DATA SUPPLIED -
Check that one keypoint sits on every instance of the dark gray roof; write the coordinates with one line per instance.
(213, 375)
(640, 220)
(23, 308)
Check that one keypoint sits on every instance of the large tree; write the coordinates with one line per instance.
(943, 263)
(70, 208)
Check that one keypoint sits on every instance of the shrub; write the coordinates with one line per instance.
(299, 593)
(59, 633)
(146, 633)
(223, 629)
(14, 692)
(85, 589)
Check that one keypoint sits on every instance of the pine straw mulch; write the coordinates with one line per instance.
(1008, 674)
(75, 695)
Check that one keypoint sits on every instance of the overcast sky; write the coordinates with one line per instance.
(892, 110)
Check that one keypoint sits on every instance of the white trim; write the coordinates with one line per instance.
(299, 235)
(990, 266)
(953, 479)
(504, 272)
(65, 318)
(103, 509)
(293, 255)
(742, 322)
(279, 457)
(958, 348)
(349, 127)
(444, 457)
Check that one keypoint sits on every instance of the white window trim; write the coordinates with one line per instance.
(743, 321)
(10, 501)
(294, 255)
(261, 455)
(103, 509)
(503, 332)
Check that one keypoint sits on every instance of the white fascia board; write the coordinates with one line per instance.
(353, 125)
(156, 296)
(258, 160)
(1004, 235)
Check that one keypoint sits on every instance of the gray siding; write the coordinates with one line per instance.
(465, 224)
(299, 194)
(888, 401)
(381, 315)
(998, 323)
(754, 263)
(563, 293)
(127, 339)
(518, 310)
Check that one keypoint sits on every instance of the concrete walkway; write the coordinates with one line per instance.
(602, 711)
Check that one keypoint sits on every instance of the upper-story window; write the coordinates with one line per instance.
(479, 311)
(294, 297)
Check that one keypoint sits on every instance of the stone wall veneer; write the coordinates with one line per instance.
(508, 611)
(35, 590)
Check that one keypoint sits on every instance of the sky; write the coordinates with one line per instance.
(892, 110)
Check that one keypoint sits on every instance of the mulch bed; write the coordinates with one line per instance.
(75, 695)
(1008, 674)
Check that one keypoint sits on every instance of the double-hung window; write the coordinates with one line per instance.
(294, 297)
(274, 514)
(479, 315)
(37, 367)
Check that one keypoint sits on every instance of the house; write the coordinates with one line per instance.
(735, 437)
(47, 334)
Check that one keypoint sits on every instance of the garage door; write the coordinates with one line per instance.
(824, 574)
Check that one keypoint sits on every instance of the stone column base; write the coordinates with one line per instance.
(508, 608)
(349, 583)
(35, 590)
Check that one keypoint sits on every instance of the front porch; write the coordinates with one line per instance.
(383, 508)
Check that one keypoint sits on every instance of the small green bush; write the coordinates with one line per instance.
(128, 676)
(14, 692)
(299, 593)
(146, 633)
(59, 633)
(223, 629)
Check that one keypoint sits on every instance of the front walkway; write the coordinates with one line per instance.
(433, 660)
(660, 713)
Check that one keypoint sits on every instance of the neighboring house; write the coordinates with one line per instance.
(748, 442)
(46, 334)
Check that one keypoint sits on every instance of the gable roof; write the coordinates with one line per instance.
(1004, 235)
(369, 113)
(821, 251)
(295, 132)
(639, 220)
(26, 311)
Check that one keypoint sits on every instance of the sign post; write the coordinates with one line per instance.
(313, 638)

WRITTEN PROBLEM - Return the items unchanged, from the line with "of the neighboring" through the end of the items.

CORRECT ANSWER -
Check that one keypoint sits on every instance of the neighboring house; write the coordinates with one line per instance.
(748, 442)
(46, 334)
Check that one keypoint sits on every instance of the gable roof; write the coordinates with one line per instance.
(1004, 235)
(369, 113)
(821, 251)
(295, 132)
(639, 220)
(26, 311)
Check that one keypoint sits on every instance of the sign post; write the coordinates with one line per instance.
(313, 638)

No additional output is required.